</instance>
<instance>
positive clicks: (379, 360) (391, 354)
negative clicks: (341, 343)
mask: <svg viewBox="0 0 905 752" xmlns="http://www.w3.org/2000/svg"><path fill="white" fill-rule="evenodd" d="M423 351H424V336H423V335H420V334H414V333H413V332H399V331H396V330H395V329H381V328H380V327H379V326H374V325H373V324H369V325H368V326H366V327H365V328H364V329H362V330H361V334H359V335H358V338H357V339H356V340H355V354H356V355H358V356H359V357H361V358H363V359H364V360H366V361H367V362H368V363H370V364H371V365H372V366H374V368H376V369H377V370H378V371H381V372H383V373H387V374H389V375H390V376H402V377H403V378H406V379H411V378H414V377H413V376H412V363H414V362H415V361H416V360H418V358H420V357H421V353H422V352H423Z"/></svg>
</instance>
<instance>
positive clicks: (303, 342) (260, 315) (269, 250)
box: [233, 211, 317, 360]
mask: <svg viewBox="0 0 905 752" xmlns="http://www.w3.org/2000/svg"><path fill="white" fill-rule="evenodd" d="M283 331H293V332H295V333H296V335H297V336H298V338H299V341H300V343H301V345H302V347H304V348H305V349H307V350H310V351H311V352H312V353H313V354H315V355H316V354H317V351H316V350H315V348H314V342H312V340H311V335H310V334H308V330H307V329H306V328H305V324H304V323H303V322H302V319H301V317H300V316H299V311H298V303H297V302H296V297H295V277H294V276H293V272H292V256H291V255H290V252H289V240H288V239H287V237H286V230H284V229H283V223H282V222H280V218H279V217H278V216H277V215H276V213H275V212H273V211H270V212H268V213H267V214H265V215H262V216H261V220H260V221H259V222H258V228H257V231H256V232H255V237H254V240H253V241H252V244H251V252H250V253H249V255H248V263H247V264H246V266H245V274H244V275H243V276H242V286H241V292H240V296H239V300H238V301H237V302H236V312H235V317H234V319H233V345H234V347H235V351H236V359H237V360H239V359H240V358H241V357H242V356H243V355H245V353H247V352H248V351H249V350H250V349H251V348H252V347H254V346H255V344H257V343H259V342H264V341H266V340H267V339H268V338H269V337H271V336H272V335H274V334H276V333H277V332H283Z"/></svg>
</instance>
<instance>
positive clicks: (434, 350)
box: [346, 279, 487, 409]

###

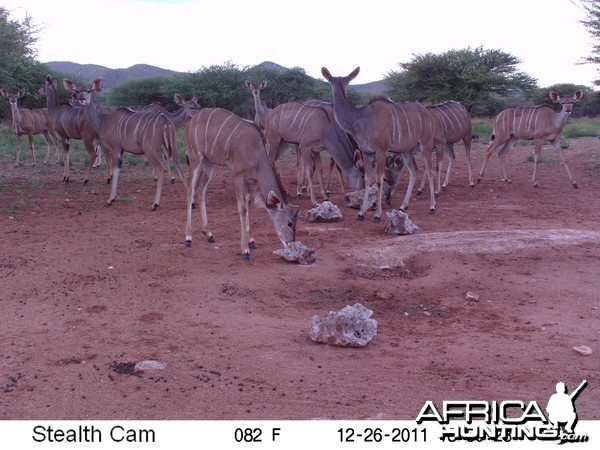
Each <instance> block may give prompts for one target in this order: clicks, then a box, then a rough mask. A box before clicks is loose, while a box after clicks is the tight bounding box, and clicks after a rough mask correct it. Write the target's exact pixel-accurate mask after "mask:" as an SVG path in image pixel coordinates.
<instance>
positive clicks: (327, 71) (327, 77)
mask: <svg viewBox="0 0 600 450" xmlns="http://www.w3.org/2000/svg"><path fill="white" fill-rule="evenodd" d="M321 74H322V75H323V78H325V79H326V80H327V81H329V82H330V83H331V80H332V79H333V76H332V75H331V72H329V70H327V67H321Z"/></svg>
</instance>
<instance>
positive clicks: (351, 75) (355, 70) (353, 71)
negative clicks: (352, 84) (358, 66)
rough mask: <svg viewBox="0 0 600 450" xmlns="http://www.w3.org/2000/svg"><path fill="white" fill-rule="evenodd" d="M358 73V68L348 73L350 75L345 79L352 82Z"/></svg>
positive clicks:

###

Your answer must be a single number: the count of lines in the records that hold the word "rough".

■ **ANSWER SPACE**:
2